Coordinate annotation entries
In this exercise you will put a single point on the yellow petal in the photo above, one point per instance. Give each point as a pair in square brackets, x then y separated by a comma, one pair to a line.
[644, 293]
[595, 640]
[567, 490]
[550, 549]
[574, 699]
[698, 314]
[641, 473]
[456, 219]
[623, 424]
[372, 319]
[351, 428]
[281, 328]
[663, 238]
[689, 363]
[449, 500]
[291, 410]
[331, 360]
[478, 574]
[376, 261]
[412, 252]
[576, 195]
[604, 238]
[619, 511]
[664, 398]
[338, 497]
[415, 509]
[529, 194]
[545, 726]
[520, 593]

__Exercise__: Can you write out the entire listing above again, unchanged, line for line?

__Final result__:
In this exercise you will put a single point on the yellow petal in the photo above, one point per instance. Give each point as a pair in square brackets, x then y separated by a comma, one pair to a line.
[644, 293]
[595, 640]
[567, 490]
[550, 549]
[574, 699]
[698, 314]
[641, 473]
[456, 219]
[623, 424]
[372, 319]
[351, 428]
[281, 328]
[663, 238]
[689, 363]
[449, 500]
[291, 410]
[331, 360]
[478, 574]
[376, 261]
[412, 252]
[576, 195]
[604, 238]
[619, 511]
[664, 398]
[338, 497]
[415, 509]
[529, 194]
[545, 726]
[520, 593]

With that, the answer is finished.